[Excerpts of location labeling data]
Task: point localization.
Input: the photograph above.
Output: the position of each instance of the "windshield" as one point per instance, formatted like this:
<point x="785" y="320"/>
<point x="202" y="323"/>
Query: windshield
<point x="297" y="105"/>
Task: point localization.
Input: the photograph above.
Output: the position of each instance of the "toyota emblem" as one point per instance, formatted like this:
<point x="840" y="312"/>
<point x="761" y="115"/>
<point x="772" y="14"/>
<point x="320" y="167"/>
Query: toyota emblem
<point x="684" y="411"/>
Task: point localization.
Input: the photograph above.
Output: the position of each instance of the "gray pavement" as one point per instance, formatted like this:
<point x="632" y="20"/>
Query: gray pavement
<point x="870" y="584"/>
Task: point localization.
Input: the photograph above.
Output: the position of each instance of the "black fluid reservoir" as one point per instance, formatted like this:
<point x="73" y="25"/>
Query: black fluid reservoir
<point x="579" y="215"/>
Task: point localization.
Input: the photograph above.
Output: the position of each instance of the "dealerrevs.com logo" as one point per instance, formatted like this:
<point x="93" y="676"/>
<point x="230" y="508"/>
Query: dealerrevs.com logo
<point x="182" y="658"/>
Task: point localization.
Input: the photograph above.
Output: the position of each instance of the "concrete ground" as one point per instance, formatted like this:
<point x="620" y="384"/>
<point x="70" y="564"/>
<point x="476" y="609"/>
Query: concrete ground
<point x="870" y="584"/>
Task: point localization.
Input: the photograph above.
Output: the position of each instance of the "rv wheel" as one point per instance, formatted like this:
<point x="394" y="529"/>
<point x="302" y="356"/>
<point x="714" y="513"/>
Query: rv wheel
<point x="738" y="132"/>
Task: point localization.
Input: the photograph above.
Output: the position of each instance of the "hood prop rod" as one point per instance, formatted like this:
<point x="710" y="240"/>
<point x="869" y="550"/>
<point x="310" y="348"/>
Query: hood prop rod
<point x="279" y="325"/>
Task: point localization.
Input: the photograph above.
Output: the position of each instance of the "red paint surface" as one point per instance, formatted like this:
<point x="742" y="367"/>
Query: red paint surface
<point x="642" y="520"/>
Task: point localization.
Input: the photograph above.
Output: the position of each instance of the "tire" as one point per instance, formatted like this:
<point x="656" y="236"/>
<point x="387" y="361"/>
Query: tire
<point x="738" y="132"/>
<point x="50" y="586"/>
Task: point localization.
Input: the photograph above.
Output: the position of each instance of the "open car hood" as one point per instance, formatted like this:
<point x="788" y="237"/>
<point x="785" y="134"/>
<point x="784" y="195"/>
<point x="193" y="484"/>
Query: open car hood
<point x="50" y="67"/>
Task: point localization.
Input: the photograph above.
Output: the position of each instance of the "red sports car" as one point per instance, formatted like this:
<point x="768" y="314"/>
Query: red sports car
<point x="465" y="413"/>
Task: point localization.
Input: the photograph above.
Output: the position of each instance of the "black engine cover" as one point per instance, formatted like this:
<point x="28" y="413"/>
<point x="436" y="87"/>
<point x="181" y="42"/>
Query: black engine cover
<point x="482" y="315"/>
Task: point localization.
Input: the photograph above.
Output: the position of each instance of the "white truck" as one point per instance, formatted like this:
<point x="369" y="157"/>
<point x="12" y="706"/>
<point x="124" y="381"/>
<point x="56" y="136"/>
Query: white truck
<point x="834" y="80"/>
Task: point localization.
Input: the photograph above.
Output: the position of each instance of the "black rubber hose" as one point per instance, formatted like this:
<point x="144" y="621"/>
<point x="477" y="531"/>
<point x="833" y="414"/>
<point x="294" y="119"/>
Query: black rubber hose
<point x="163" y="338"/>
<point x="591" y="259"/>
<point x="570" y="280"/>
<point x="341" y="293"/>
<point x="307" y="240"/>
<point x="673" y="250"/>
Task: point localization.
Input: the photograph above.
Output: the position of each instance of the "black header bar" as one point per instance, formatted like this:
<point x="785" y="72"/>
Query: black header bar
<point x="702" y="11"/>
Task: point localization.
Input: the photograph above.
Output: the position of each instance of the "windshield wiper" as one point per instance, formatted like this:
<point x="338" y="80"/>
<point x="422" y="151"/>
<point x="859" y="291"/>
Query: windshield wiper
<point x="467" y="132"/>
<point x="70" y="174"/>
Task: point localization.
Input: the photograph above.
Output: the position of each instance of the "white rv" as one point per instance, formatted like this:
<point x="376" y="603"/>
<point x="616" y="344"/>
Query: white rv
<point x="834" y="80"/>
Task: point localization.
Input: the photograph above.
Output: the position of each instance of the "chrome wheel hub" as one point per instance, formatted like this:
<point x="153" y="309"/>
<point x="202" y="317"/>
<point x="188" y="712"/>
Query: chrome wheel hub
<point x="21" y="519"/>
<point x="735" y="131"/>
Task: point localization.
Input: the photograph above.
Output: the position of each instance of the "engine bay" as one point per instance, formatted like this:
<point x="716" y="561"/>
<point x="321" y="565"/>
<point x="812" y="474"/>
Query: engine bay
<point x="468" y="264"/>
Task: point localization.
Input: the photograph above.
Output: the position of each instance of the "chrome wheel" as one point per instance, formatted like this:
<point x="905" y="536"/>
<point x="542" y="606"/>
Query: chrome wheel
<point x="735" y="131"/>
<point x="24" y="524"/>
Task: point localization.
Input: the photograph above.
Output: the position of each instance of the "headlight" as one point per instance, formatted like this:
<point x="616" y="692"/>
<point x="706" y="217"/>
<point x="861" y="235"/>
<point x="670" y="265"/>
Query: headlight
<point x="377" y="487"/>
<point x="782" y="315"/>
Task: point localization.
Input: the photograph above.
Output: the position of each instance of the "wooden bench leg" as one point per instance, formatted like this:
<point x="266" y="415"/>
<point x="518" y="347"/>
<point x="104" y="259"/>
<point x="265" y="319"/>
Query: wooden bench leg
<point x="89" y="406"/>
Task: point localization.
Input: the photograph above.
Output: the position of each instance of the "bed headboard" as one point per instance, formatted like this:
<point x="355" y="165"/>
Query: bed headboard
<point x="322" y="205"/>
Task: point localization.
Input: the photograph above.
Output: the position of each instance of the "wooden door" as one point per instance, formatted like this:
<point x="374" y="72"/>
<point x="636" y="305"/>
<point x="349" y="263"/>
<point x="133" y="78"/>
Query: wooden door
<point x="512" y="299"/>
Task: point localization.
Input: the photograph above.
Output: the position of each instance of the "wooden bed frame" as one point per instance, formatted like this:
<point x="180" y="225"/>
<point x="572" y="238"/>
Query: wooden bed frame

WHAT TO WORK ON:
Copy the material above back out, exactly as written.

ANSWER TO THIS EXERCISE:
Task: point localization.
Input: the photograph above.
Output: the position of each instance of the "windshield" as one point per instance, formatted like this:
<point x="785" y="320"/>
<point x="202" y="323"/>
Query: windshield
<point x="297" y="105"/>
Task: point localization.
Input: the photograph above.
Output: the position of each instance of the "toyota emblem" as one point per instance, formatted like this:
<point x="840" y="312"/>
<point x="761" y="115"/>
<point x="772" y="14"/>
<point x="320" y="167"/>
Query: toyota emblem
<point x="684" y="411"/>
Task: point localization.
Input: the photograph above.
Output: the position of each instance of the "gray pavement" as one point per instance, formatted like this:
<point x="632" y="20"/>
Query: gray pavement
<point x="870" y="584"/>
Task: point localization.
Input: the photograph above.
Output: the position of each instance of the "black fluid reservoir" as one point per instance, formatted like this:
<point x="73" y="25"/>
Query: black fluid reservoir
<point x="579" y="215"/>
Task: point localization.
Input: the photograph above.
Output: the position of each instance of the "dealerrevs.com logo" as one point per instance, formatted like this:
<point x="93" y="676"/>
<point x="230" y="508"/>
Query: dealerrevs.com logo
<point x="182" y="658"/>
Task: point localization.
Input: the photograph above.
Output: the position of each instance of the "concrete ground" as one point per instance, formatted like this:
<point x="620" y="384"/>
<point x="70" y="564"/>
<point x="476" y="609"/>
Query: concrete ground
<point x="870" y="584"/>
Task: point localization.
Input: the photograph above.
Output: the position of each instance of the "rv wheel" as one point per instance, formatted like this:
<point x="394" y="529"/>
<point x="302" y="356"/>
<point x="714" y="513"/>
Query: rv wheel
<point x="738" y="132"/>
Task: point localization.
Input: the photograph above.
Output: the position of each instance of the "hood prop rod" as one point per instance, formatted like this:
<point x="710" y="240"/>
<point x="869" y="550"/>
<point x="310" y="348"/>
Query: hood prop rod
<point x="279" y="325"/>
Task: point localization.
Input: the photograph above.
Output: the position of each instance of the "red paint surface" as one point per instance, formatted like this:
<point x="742" y="367"/>
Query: red paint surface
<point x="642" y="520"/>
Task: point localization.
Input: the photograph above.
Output: the position of each instance of the "tire" as one point per instance, formatted like this:
<point x="656" y="236"/>
<point x="387" y="361"/>
Query: tire
<point x="738" y="132"/>
<point x="50" y="586"/>
Task: point localization.
Input: the photograph above.
Output: the position of each instance of the "open car hood" as one point per instance, formatted like this:
<point x="788" y="237"/>
<point x="785" y="134"/>
<point x="784" y="195"/>
<point x="193" y="484"/>
Query: open car hood
<point x="50" y="67"/>
Task: point localization.
Input: the photograph above.
Output: the position of each instance of the "red sports car" as one point per instance, formatted like this:
<point x="768" y="314"/>
Query: red sports car
<point x="465" y="413"/>
Task: point localization.
Input: the photograph above.
Output: the position of each instance of the "black engine cover" as one point per instance, formatted like this:
<point x="28" y="413"/>
<point x="436" y="87"/>
<point x="181" y="42"/>
Query: black engine cover
<point x="482" y="315"/>
Task: point localization.
Input: the photograph above.
Output: the position of each instance of the "white truck" as one point per instance, formatted like this:
<point x="369" y="157"/>
<point x="12" y="706"/>
<point x="124" y="381"/>
<point x="56" y="136"/>
Query: white truck
<point x="834" y="80"/>
Task: point localization.
Input: the photograph above.
Output: the position of each instance of the "black rubber hose" as one point per instance, formatted like this:
<point x="144" y="621"/>
<point x="477" y="531"/>
<point x="833" y="414"/>
<point x="294" y="119"/>
Query: black rubber hose
<point x="163" y="338"/>
<point x="591" y="259"/>
<point x="570" y="280"/>
<point x="341" y="293"/>
<point x="307" y="240"/>
<point x="673" y="250"/>
Task: point localization.
Input: the photograph above.
Output: the position of each instance of the "black header bar" as one point per instance, formatted like this:
<point x="785" y="72"/>
Query: black header bar
<point x="702" y="11"/>
Task: point localization.
Input: the photograph above.
Output: the position of each instance of the "windshield wiper" as one point per instance, formatted like this:
<point x="338" y="80"/>
<point x="422" y="151"/>
<point x="859" y="291"/>
Query: windshield wiper
<point x="467" y="132"/>
<point x="70" y="174"/>
Task: point localization.
Input: the photograph above.
Output: the position of each instance of the "white rv" as one point per instance, formatted like this:
<point x="376" y="603"/>
<point x="616" y="344"/>
Query: white rv
<point x="834" y="80"/>
Task: point localization.
Input: the photograph above.
Output: the position of each instance of the "chrome wheel hub" as one point per instance, formatted like this:
<point x="153" y="309"/>
<point x="202" y="317"/>
<point x="188" y="712"/>
Query: chrome wheel hub
<point x="21" y="519"/>
<point x="735" y="131"/>
Task: point localization.
Input: the photograph above.
Output: the position of each instance of the "engine bay" as one point per instance, formatted like this:
<point x="716" y="561"/>
<point x="321" y="565"/>
<point x="812" y="474"/>
Query: engine bay
<point x="468" y="264"/>
Task: point localization.
Input: the photograph above.
Output: the position of each instance of the "chrome wheel" as one point per instance, formatted like this:
<point x="905" y="536"/>
<point x="542" y="606"/>
Query: chrome wheel
<point x="735" y="131"/>
<point x="24" y="524"/>
Task: point localization.
Input: the photograph above.
Output: the position of each instance of the "headlight" as one point per instance, formatted like this:
<point x="616" y="692"/>
<point x="706" y="217"/>
<point x="861" y="235"/>
<point x="670" y="265"/>
Query: headlight
<point x="377" y="487"/>
<point x="782" y="315"/>
Task: point localization.
Input: the photograph above.
Output: the position of each instance of the "wooden bench leg" as one point per instance, formatted like this:
<point x="266" y="415"/>
<point x="518" y="347"/>
<point x="104" y="259"/>
<point x="265" y="319"/>
Query: wooden bench leg
<point x="89" y="406"/>
Task: point localization.
Input: the photograph above.
Output: the position of each instance of the "bed headboard" as one point per instance, formatted like this:
<point x="355" y="165"/>
Query: bed headboard
<point x="322" y="205"/>
Task: point localization.
Input: the photograph above.
Output: the position of each instance of the "wooden door" as one point per instance, formatted like this:
<point x="374" y="72"/>
<point x="636" y="305"/>
<point x="349" y="263"/>
<point x="133" y="78"/>
Query: wooden door
<point x="512" y="299"/>
Task: point localization.
Input: the photograph above.
Output: the position of each instance of the "wooden bed frame" as one point per instance, formatted like this:
<point x="180" y="225"/>
<point x="572" y="238"/>
Query: wooden bed frame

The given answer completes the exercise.